Отрывок текста:
————————

Разумеется, царская власть не могла все время только ограничивать адвокатуру (это привело бы к ее упразднению и скомпрометировало бы верховную власть перед общественным мнением страны и мира). Иногда, в редчайших случаях, она делала жесты или даже шаги навстречу адвокатуре. Самый важный из них был сделан в преддверии революции 1905 г. В то время, наряду с кризисом «низов», Россия переживала нараставший кризис «верхов». После того как 15 июля 1904 г. бомбой эсера Е.С. Созонова был убит министр внутренних дел В.К. Плеве, новый министр князь П Д. Святополк-Мирский смягчил репрессивно-охранительный курс правительства и, стремясь привлечь на сторону царизма буржуазную оппозицию, заговорил о «взаимном доверии», обещал реформы. В обстановке этой, как выражалась тогда либеральная пресса, «эпохи доверия» царизм впервые после 1874 г. открыл новые Советы присяжных поверенных — в дополнение к первым трем (Петербургскому, Московскому, Харьковскому), учрежденным за 30 лет перед тем, еще шесть: 21 июля 1904 г. — Новочеркасский, 10 ноября — Казанский, Одесский, Саратовский, 24 ноября — Иркутский и Омский[47].

————————

Показанные данные:
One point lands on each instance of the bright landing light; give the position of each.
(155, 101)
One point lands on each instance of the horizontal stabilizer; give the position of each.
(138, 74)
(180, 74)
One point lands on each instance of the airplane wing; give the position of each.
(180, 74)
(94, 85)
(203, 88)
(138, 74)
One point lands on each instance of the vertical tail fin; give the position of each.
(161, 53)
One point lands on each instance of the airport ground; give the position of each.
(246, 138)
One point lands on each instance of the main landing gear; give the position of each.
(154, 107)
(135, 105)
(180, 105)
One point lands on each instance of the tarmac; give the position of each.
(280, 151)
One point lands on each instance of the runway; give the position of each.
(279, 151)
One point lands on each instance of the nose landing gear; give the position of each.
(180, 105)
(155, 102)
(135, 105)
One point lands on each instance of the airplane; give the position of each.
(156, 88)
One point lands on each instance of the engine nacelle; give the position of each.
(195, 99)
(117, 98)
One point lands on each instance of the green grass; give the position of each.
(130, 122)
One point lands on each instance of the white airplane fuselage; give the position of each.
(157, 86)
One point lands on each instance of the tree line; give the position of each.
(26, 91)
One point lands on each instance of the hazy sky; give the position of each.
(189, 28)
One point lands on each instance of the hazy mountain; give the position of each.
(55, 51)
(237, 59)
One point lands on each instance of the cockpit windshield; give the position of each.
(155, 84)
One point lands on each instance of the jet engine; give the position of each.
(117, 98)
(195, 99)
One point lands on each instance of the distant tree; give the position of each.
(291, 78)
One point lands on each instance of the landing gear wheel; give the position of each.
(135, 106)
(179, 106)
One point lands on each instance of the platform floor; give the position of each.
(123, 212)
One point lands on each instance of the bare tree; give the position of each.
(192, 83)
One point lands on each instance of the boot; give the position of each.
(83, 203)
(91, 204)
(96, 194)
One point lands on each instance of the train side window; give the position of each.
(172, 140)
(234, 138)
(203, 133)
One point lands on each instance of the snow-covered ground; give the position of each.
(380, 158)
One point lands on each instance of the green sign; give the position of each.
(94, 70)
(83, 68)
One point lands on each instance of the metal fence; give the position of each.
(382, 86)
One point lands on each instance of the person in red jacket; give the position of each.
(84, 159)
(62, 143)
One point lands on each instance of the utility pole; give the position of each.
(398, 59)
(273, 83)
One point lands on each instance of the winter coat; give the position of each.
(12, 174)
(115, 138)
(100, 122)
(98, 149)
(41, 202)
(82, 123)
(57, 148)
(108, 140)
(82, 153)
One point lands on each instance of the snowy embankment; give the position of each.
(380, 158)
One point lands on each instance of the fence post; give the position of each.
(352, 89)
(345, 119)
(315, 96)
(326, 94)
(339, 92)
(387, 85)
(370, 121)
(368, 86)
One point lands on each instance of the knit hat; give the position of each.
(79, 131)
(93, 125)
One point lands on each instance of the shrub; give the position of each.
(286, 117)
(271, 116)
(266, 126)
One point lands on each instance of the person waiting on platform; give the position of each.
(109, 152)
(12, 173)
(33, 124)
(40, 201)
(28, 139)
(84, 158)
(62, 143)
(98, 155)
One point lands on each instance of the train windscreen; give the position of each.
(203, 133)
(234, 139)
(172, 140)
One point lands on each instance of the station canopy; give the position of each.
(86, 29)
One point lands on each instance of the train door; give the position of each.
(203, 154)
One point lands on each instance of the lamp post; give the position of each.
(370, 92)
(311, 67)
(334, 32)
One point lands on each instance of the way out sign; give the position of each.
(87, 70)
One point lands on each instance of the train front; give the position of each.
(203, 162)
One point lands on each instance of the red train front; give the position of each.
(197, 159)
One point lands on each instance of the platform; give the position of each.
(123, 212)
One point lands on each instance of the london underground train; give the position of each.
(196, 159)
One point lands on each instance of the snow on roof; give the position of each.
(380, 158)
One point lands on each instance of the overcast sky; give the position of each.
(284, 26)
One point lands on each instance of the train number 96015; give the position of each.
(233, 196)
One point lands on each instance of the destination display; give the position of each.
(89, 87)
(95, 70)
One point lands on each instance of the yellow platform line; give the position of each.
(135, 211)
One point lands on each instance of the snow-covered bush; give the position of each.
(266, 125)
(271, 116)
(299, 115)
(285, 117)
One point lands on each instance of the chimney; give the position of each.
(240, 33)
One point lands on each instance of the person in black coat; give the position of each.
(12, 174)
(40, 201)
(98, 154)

————————

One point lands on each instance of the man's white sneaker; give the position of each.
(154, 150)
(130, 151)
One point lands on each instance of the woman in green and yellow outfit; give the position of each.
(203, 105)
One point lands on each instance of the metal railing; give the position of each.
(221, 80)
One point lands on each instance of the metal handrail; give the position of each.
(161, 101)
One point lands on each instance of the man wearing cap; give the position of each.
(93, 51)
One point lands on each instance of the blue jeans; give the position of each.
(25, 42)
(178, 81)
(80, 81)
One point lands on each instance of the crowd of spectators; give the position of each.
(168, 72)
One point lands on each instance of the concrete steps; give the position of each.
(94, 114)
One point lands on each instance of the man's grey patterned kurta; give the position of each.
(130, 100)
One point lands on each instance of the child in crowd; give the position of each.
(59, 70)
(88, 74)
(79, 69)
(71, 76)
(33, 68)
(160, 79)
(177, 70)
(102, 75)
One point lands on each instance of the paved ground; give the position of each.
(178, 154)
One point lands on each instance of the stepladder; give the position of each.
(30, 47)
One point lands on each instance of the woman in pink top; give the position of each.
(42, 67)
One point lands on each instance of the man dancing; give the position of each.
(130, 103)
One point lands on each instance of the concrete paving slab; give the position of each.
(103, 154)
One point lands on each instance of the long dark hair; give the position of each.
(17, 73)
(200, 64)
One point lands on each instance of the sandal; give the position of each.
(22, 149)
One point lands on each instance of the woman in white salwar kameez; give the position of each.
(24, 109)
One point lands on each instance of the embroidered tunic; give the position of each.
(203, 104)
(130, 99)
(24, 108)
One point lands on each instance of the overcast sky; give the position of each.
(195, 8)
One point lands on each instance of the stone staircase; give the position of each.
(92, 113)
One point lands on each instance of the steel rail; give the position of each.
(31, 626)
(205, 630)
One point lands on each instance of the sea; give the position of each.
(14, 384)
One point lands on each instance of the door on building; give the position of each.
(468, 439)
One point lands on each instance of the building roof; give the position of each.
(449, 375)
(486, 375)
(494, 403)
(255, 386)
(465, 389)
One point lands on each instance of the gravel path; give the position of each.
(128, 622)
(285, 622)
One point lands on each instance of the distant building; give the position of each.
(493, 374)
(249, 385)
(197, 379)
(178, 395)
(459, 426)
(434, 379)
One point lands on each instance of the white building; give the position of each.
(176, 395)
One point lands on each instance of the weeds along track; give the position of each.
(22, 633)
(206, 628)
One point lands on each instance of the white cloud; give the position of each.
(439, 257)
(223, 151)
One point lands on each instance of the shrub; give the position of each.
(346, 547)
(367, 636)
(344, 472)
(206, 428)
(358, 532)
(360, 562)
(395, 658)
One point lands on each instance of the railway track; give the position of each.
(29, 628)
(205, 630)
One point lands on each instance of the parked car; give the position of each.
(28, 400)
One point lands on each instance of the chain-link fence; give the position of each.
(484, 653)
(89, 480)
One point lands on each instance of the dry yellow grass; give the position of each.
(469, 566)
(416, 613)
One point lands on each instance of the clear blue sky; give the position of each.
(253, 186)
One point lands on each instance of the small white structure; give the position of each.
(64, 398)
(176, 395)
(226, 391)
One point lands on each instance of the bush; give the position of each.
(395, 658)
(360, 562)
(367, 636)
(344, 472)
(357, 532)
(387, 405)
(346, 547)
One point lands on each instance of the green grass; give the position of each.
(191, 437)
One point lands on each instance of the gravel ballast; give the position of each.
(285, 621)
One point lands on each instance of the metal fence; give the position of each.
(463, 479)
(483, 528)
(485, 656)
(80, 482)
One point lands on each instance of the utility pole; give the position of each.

————————

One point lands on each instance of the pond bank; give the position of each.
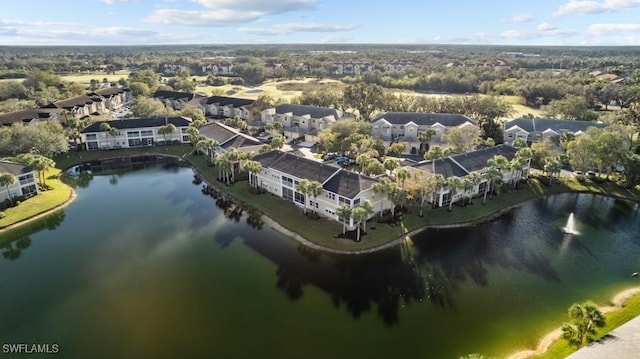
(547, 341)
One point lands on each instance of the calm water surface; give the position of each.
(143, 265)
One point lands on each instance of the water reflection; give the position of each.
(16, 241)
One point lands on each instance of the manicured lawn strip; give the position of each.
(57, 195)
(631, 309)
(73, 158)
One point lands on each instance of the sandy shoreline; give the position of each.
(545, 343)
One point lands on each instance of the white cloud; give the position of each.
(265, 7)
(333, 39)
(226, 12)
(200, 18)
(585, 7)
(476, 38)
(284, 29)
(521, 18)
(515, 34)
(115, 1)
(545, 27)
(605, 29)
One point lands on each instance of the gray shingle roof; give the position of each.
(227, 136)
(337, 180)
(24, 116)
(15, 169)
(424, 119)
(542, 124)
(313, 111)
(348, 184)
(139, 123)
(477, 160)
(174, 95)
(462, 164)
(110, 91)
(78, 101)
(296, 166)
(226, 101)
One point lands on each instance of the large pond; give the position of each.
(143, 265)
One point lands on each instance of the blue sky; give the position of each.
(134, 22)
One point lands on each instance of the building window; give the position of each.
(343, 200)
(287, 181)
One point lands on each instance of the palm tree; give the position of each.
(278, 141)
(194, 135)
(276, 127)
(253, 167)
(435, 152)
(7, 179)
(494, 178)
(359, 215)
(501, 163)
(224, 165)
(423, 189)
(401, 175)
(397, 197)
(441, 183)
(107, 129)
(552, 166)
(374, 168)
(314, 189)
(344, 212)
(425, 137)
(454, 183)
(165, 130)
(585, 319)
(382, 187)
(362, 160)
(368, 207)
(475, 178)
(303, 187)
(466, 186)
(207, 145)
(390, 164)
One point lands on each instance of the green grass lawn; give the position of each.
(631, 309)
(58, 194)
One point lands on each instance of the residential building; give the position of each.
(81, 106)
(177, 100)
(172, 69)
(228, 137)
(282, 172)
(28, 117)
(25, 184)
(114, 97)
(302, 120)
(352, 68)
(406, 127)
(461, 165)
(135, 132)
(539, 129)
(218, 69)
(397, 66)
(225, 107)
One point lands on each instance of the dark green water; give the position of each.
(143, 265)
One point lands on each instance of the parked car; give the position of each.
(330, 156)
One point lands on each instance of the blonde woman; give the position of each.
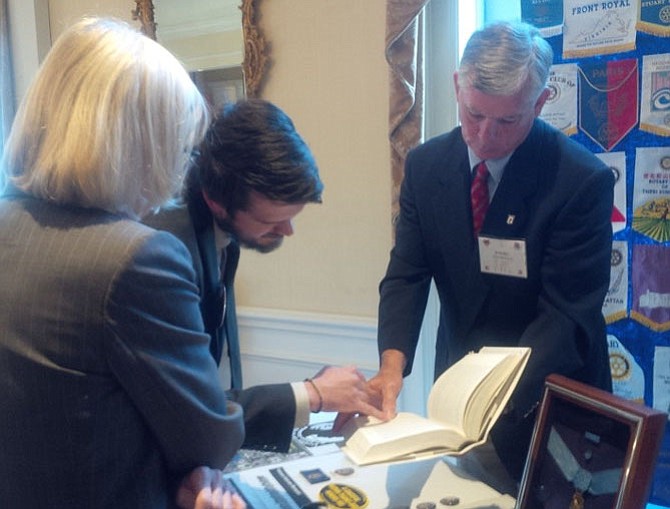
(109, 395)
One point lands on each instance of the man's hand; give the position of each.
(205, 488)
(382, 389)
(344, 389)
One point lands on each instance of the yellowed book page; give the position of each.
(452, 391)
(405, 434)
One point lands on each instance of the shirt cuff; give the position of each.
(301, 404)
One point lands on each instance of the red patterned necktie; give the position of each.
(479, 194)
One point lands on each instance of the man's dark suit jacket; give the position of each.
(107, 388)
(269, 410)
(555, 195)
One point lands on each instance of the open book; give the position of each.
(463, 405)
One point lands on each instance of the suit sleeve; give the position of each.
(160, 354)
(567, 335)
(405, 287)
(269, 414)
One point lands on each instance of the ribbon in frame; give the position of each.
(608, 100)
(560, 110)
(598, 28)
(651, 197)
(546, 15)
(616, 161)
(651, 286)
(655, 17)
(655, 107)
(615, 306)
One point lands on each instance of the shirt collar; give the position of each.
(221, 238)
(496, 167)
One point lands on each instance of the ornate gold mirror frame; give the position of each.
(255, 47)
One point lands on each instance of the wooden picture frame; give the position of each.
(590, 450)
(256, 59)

————————

Задания:
• a. Согласуются ли с отрывком о российской адвокатуре следующие утверждения: (i) министр внутренних дел В.К. Плеве был убит 15 июля 1904 г.; (ii) Казанский Совет присяжных поверенных открыли 21 июля 1904 г.; (iii) первыми тремя Советами были Петербургский, Московский и Киевский? Ответьте «да» или «нет» на каждое и приведите точную цитату из отрывка, которая это решает.
• b. Переведите на английский язык предложение из отрывка о российской адвокатуре: «Самый важный из них был сделан в преддверии революции 1905 г.»
• c. Подхватите отрывок о российской адвокатуре и напишите, что следует за его последним предложением.

Ответы к заданиям:
• a.
(i) Да: «После того как 15 июля 1904 г. бомбой эсера Е.С. Созонова был убит министр внутренних дел В.К. Плеве».
(ii) Нет: «21 июля 1904 г. — Новочеркасский, 10 ноября — Казанский».
(iii) Нет: «первым трем (Петербургскому, Московскому, Харьковскому)».

• b. The most important of them was made on the eve of the Revolution of 1905.

• c.
В общем же, конечно, власть с начала и до конца старалась держать российскую адвокатуру, что называется, в ежовых рукавицах. Адвокатура рассматривалась не только как правовой институт, но и просто как средоточие неблагонадежных элементов, потенциальных, если еще не раскрывшихся, врагов, вдвойне опасных потому, что они держатся на почве закона[48]. Уже в 1869 г. III отделение доложило царю о присяжных поверенных: «К корпорации последних стали в особенности примы­кать лица, недовольные правительством»[49]. С тех пор и до 1917 г. царский сыск держал чуть ли не всю корпорацию, включая ее корифеев, под своим недреманным оком, вовремя подводя самых недовольных и под карающий меч.

В архивах III отделения и Департамента полиции хранятся специальные досье о «наблюдении» за ВД. Спасовичем, Д.В. Стасовым, Н.К. Муравьевым, А.А. Куперником, М.Л. Мандельштамом, Н.П. Шубинским и многими другими[50]. Из других документов явствует, что под жандарм­ским надзором в разное время находились десятки авторитетных адво­катов: Ф.Н. Плевако, Н.П. Карабчевский, ПА. Александров, А.И. Урусов, А.М. Унковский, А.С. Зарудный и др. Только в тетрадях агента-разведчика «Народной воли» Н.В. Клеточникова за 1879 г. названы 11 присяжных поверенных, за которыми жандармы вели слежку (среди них — А.Н. Герард, Г.В. Бардовский, Е.И. Утин, А.А. Ольхин)[51].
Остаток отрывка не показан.